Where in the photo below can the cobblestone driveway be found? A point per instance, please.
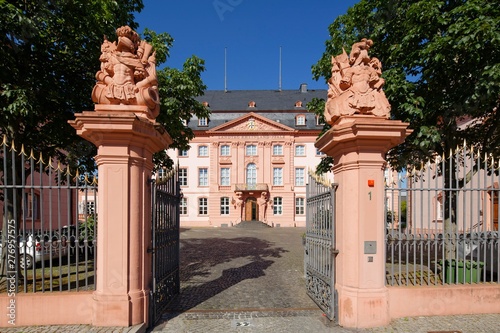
(242, 269)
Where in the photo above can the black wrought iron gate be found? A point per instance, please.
(320, 249)
(165, 197)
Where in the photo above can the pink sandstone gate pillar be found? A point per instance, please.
(360, 136)
(125, 132)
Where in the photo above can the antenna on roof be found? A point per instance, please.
(279, 79)
(225, 69)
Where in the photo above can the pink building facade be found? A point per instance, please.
(249, 161)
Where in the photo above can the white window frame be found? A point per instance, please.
(278, 176)
(300, 176)
(300, 206)
(183, 206)
(203, 151)
(225, 176)
(278, 150)
(203, 177)
(318, 153)
(224, 206)
(183, 180)
(203, 206)
(251, 174)
(203, 122)
(300, 150)
(225, 150)
(277, 205)
(251, 150)
(300, 120)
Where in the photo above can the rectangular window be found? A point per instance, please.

# [What is needed]
Copy all the entries above word for word, and leave out the picture.

# [The answer]
Where in the photo below can the cobblestone driveway be found? A point per instance, please.
(242, 269)
Where in the photo above can the black wrought iron gate be found? A point per instance, please.
(320, 249)
(165, 197)
Where in the photo above can the pink sandstone gate pillar be found? A point per instance, please.
(360, 136)
(125, 132)
Where in the photo above can the antenna on roof be found? A point per instance, please.
(279, 79)
(225, 69)
Where in the photo above can the pink building facade be found? A point per instance, please.
(249, 161)
Where in the photo above can the white window frame be found? A point per instance, please.
(278, 176)
(300, 176)
(300, 206)
(183, 206)
(203, 151)
(225, 176)
(278, 150)
(203, 177)
(318, 153)
(224, 206)
(183, 180)
(203, 206)
(251, 174)
(203, 122)
(300, 150)
(225, 150)
(277, 205)
(251, 150)
(300, 120)
Where in the photo above can the rectangular window be found? A point per instance, please.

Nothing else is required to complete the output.